*What you have to do*: Select every line in the records below that contains the string "rock", and copy each one. Case counts.

— START Data provided —

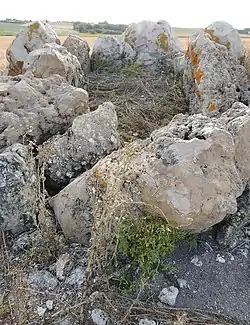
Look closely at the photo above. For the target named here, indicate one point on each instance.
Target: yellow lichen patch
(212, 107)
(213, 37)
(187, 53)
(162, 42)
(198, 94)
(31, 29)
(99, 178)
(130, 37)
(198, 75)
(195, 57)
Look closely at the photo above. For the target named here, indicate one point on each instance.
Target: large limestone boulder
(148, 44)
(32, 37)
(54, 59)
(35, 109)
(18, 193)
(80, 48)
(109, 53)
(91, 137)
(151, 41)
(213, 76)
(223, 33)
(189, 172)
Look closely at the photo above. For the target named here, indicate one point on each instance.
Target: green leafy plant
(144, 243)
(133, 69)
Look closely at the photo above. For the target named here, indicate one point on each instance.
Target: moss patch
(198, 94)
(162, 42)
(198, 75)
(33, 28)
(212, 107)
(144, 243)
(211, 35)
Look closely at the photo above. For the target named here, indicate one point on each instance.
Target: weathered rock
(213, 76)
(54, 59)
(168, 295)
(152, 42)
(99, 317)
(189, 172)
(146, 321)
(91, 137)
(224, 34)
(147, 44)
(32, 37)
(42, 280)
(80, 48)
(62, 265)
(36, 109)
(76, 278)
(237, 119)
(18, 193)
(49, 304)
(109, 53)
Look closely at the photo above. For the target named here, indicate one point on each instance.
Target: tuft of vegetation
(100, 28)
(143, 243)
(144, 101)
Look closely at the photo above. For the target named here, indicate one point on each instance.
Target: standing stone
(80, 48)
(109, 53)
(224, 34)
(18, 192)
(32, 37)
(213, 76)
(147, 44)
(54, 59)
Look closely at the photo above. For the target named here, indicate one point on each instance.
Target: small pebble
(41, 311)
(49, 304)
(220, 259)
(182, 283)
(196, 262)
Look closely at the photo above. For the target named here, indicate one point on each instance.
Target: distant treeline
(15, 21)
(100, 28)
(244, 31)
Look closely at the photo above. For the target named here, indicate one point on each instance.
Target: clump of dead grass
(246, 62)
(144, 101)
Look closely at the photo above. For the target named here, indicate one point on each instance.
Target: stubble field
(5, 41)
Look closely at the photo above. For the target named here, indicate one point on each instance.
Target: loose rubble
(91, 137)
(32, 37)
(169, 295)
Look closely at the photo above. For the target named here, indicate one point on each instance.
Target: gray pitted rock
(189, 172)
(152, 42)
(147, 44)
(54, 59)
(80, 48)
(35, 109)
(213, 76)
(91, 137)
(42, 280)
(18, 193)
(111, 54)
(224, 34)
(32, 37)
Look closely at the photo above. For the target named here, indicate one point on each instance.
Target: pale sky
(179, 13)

— END Data provided —
— START Data provided —

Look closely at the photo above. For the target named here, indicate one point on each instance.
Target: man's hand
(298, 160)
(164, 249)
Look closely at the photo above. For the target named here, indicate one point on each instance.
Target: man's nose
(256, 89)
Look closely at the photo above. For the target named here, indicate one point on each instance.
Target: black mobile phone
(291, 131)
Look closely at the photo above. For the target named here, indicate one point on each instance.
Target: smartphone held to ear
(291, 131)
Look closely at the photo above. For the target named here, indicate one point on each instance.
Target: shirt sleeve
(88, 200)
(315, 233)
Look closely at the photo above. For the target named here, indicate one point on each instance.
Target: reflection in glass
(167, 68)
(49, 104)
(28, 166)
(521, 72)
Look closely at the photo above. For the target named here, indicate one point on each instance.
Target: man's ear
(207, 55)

— END Data provided —

*Correct output*:
Target: weathered rock
Target: gray pitted rock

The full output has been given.